**** INPUT FOR THIS TASK

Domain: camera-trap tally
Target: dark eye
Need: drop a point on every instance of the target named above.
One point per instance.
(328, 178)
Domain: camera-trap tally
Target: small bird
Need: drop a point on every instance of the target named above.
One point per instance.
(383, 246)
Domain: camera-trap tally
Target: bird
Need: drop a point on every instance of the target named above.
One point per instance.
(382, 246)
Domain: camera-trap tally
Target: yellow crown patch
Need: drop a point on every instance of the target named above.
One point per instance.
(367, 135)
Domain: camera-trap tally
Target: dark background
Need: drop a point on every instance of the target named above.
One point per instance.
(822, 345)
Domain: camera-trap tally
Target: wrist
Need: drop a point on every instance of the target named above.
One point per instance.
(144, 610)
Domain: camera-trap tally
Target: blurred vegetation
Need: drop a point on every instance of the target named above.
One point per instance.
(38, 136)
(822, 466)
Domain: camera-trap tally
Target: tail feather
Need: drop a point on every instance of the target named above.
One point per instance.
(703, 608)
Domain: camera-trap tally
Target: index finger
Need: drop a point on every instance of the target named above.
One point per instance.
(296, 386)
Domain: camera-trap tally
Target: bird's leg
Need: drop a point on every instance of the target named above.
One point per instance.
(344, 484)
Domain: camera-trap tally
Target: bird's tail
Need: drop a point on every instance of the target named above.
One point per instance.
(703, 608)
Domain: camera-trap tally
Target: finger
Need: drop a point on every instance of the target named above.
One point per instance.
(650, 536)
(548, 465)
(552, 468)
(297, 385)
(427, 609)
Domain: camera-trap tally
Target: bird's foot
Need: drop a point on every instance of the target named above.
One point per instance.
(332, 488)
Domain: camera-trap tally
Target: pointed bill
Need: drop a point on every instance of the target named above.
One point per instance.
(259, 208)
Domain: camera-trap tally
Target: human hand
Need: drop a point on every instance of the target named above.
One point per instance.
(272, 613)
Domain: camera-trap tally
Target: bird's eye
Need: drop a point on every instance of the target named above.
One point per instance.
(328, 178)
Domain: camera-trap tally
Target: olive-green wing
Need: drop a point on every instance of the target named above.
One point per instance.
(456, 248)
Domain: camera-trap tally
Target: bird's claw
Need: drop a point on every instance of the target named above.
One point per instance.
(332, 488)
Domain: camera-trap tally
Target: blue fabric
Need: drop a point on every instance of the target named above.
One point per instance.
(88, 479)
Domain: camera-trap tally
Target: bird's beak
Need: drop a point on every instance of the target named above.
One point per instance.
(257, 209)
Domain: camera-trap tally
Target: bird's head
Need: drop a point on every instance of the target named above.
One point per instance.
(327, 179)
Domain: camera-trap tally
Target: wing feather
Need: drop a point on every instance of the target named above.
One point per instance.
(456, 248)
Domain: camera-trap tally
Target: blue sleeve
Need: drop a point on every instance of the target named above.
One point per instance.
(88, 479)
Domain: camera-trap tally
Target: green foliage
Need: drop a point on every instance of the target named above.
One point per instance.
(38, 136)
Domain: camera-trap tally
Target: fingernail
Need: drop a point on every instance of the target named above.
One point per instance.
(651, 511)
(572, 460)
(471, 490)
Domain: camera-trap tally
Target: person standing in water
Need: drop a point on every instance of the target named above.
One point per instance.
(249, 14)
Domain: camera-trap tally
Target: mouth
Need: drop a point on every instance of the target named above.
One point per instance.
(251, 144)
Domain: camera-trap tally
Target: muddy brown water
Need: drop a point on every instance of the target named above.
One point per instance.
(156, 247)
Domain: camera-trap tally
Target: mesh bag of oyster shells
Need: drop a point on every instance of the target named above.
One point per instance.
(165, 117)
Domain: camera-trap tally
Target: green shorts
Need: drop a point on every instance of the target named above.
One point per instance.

********

EXERCISE OBJECTIVE: Extract the full listing above without alteration.

EXERCISE OUTPUT:
Domain: camera-trap tally
Target: dark eye
Need: drop a point on every instance of the target named above.
One point per instance.
(328, 178)
Domain: camera-trap tally
Target: small bird
Need: drop a point on every instance of the target named above.
One point per instance.
(383, 246)
Domain: camera-trap tally
Target: bird
Need: drop a point on every instance of the target named above.
One point per instance.
(382, 246)
Domain: camera-trap tally
Target: yellow crown patch
Need: drop a point on every instance of the target named above.
One point per instance.
(367, 135)
Domain: camera-trap tally
Target: dark background
Need: drop a point on every instance of the target named above.
One point per instance.
(822, 345)
Domain: camera-trap tally
Target: wrist
Need: drop a point on every instance of the target named above.
One point per instance.
(144, 610)
Domain: camera-trap tally
Target: blurred vegetation
Need: drop a point on every instance of the target named above.
One point per instance.
(38, 136)
(822, 466)
Domain: camera-trap tally
Target: tail feather
Need: drop a point on every instance of the target named above.
One point per instance.
(703, 608)
Domain: camera-trap tally
Target: index finger
Need: drop a point on every instance of the target named above.
One point per instance.
(296, 386)
Domain: camera-trap tally
Target: bird's leg
Need: drop a point on every instance of the target named above.
One point per instance.
(344, 484)
Domain: camera-trap tally
Target: bird's tail
Need: drop a point on every instance of the target named above.
One point per instance.
(703, 608)
Domain: camera-trap tally
Target: finger
Need: drop a point on every instance of the target named above.
One point per instance.
(650, 536)
(548, 465)
(552, 468)
(297, 385)
(427, 609)
Domain: camera-trap tally
Target: bird's foot
Need: drop a point on every instance of the target named above.
One point per instance.
(332, 488)
Domain: camera-trap tally
Target: pointed bill
Need: drop a point on every instance of the target named above.
One point per instance.
(259, 208)
Domain: camera-trap tally
Target: human hand
Need: drop a point on every instance of the target named above.
One point per instance.
(272, 613)
Domain: camera-trap tally
Target: bird's eye
Need: drop a point on every instance of the target named above.
One point per instance.
(328, 178)
Domain: camera-trap tally
Target: olive-green wing
Need: drop a point on every instance of the target named above.
One point per instance.
(456, 248)
Domain: camera-trap tally
Target: bird's claw
Need: drop a point on every instance of the target named above.
One point per instance.
(332, 488)
Domain: camera-trap tally
Target: blue fabric
Need: drop a point on every instance of the target named above.
One point per instance.
(88, 479)
Domain: camera-trap tally
Target: bird's beak
Need: drop a point on every instance of the target named above.
One point per instance.
(257, 209)
Domain: camera-trap tally
Target: bird's head
Need: drop a point on every instance of the target named above.
One point per instance.
(327, 179)
Domain: camera-trap tally
Target: wing feather
Need: drop a point on every instance of the target named above.
One point per instance.
(456, 248)
Domain: camera-trap tally
Target: blue sleeve
Need: drop a point on every instance of the target named above.
One point per instance.
(88, 479)
Domain: camera-trap tally
Target: green foliage
Need: drop a point on every instance of the target named above.
One point per instance.
(38, 136)
Domain: camera-trap tally
Target: fingernail
Need: drop a point on every instance of the target named above.
One point per instance.
(651, 511)
(572, 460)
(471, 490)
Domain: camera-trap tally
Target: person standing in water
Need: drop a point on every instance of the target named above.
One point per instance.
(249, 14)
Domain: camera-trap tally
Target: mouth
Need: drop a point on every instance of the target named above.
One point per instance.
(251, 144)
Domain: camera-trap tally
Target: muddy brown water
Need: drop a point on every instance of the target named above.
One point per instance.
(156, 247)
Domain: camera-trap tally
Target: mesh bag of oyster shells
Need: drop a point on every instance of the target named above.
One point per instance.
(165, 117)
Domain: camera-trap tally
Target: green shorts
Need: drop a point on every instance of the target named above.
One point per instance.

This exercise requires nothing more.